**Direction A:** In the forum post on raw string substitution, update the stretch from "On 12/17/2009 11:24" through "('\\n', u'a', 22)" so that "hexadecimal" is replaced with "octal".
**Direction B:** In the forum post on raw string substitution, what does the quoted reply compare raw string notation to?
**Direction C:** Proceed with the forum post on raw string substitution from where it stops.

**Excerpt provided:**
* * * * * * *

Raw string substitution problem

Thu Dec 17 11:51:26 EST 2009

On 12/17/2009 11:24 AM, Richard Brodie wrote:
> A raw string is not a distinct type from an ordinary string
> in the same way byte strings and Unicode strings are. It
> is a merely a notation for constants, like writing integers
> in hexadecimal.
>
>>>> (r'\n', u'a', 0x16)
> ('\\n', u'a', 22)

Yes, that was a mistake.  But the problem remains::

         >>> re.sub('abc', r'a\nb\n.c\a','123abcdefg') == re.sub('abc', 'a\\nb\\n.c\\a',' 123abcdefg') == re.sub('abc', 'a\nb\n.c\a','123abcdefg')
         True
         >>> r'a\nb\n.c\a' == 'a\\nb\\n.c\\a' == 'a\nb\n.c\a'
         False

Why are the first two strings being treated as if they are the last one?

* * * * * * *

**Records provided:**
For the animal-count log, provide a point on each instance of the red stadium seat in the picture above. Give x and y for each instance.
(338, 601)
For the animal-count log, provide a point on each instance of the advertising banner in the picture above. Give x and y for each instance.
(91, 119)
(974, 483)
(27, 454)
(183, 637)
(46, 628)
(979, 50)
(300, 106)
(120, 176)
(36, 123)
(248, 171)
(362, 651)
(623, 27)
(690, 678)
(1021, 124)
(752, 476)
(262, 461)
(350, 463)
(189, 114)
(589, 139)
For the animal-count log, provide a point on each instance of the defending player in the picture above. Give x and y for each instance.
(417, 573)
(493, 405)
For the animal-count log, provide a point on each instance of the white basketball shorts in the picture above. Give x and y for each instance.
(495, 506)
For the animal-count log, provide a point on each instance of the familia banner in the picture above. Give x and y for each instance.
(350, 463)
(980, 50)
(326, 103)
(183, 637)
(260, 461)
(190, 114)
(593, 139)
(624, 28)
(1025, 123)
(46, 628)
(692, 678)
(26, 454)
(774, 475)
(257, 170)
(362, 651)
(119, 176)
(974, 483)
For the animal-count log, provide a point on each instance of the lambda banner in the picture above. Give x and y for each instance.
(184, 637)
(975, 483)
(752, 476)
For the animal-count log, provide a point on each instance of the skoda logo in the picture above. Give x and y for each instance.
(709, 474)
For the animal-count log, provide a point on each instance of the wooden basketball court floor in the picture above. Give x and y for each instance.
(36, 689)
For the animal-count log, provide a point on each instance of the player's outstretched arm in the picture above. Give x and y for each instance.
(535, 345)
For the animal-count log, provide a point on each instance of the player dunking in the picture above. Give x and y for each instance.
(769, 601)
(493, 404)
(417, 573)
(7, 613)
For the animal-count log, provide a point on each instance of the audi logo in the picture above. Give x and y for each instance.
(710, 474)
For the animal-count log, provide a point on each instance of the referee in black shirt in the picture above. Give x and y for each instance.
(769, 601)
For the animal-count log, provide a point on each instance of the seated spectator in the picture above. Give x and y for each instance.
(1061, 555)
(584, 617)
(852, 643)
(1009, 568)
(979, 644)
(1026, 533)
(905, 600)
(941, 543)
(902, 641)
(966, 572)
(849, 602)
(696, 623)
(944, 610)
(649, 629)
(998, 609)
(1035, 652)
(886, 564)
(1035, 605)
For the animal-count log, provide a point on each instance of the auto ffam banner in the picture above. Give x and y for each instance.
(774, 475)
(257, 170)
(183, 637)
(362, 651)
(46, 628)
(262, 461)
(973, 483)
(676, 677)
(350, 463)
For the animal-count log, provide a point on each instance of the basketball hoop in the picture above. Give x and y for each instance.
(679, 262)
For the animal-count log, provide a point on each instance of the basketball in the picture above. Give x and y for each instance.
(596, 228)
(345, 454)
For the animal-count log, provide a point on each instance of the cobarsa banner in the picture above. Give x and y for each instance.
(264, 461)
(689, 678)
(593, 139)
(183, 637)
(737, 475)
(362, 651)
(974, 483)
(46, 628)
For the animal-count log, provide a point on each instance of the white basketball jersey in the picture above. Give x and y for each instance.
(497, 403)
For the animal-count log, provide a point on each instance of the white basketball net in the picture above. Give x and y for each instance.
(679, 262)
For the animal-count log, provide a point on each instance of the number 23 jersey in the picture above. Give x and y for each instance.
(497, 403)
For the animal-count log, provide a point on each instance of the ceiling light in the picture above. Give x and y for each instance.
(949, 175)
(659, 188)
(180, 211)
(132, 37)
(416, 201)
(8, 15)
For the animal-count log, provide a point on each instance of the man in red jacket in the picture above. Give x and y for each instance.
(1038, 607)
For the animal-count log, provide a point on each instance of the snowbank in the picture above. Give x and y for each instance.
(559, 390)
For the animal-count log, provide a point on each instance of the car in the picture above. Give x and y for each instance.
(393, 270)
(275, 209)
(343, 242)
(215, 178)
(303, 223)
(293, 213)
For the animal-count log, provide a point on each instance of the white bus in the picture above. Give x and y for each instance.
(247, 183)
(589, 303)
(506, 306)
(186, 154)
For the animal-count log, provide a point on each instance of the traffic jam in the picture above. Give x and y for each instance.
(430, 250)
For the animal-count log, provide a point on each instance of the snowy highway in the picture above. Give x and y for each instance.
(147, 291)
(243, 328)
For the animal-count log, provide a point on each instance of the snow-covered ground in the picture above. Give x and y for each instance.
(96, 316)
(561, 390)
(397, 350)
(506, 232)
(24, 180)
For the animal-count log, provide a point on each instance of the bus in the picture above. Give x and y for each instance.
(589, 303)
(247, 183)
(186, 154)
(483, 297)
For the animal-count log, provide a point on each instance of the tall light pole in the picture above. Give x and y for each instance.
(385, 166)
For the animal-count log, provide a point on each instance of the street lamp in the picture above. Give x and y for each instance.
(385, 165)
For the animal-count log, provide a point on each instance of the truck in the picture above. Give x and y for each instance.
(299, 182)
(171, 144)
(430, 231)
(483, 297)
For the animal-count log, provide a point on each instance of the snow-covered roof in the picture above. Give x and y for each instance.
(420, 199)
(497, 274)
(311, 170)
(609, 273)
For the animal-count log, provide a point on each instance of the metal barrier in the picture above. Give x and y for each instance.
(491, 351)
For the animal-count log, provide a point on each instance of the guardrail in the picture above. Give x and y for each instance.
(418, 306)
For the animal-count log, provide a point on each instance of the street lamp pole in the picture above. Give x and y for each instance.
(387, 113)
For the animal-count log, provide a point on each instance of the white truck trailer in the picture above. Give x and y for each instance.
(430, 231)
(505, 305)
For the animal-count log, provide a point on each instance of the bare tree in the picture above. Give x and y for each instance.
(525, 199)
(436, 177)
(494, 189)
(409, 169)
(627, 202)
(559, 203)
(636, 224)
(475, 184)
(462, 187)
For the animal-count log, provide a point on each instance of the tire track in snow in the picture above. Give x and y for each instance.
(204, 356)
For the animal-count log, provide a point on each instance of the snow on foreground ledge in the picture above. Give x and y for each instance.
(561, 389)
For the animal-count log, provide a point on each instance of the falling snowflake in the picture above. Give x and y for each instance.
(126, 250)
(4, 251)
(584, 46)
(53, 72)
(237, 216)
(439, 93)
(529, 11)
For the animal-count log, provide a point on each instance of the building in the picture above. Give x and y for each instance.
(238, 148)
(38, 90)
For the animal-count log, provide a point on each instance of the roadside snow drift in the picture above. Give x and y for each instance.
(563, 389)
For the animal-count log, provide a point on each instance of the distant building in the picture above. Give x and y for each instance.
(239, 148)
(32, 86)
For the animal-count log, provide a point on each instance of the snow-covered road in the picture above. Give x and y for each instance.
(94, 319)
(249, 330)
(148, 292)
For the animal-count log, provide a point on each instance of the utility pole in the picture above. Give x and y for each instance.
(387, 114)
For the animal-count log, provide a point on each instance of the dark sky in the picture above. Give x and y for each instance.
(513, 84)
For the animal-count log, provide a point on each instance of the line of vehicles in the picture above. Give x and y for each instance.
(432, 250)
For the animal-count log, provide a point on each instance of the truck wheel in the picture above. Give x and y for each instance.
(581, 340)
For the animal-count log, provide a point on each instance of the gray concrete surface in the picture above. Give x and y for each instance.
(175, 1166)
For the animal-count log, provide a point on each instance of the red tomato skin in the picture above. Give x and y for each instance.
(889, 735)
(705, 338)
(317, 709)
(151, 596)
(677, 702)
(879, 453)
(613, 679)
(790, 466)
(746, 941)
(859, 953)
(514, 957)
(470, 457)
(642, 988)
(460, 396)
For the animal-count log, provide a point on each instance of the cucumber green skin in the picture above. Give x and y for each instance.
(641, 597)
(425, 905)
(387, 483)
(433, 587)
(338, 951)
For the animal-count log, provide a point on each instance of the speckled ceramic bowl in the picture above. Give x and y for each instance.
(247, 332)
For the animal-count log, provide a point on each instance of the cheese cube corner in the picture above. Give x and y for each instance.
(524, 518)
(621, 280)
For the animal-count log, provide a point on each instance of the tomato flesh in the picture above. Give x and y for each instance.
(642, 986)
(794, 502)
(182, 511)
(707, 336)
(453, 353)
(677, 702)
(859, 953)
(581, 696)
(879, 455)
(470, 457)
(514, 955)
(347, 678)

* * * * * * *

**Response A:**
On 12/17/2009 11:24 AM, Richard Brodie wrote:
> A raw string is not a distinct type from an ordinary string
> in the same way byte strings and Unicode strings are. It
> is a merely a notation for constants, like writing integers
> in octal.
>
>>>> (r'\n', u'a', 0x16)
> ('\\n', u'a', 22)

**Response B:** Writing integers in hexadecimal.

**Response C:**
That is, why isn't '\\' being processed in the obvious way?
This still seems wrong.  Why isn't it?

More simply, consider::

         >>> re.sub('abc', '\\', '123abcdefg')
         Traceback (most recent call last):
           File "<stdin>", line 1, in <module>
           File "C:\Python26\lib\re.py", line 151, in sub
             return _compile(pattern, 0).sub(repl, string, count)
           File "C:\Python26\lib\re.py", line 273, in _subx
             template = _compile_repl(template, pattern)
           File "C:\Python26\lib\re.py", line 260, in _compile_repl
             raise error, v # invalid expression
         sre_constants.error: bogus escape (end of line)

Why is this the proper handling of what one might think would be an
obvious substitution?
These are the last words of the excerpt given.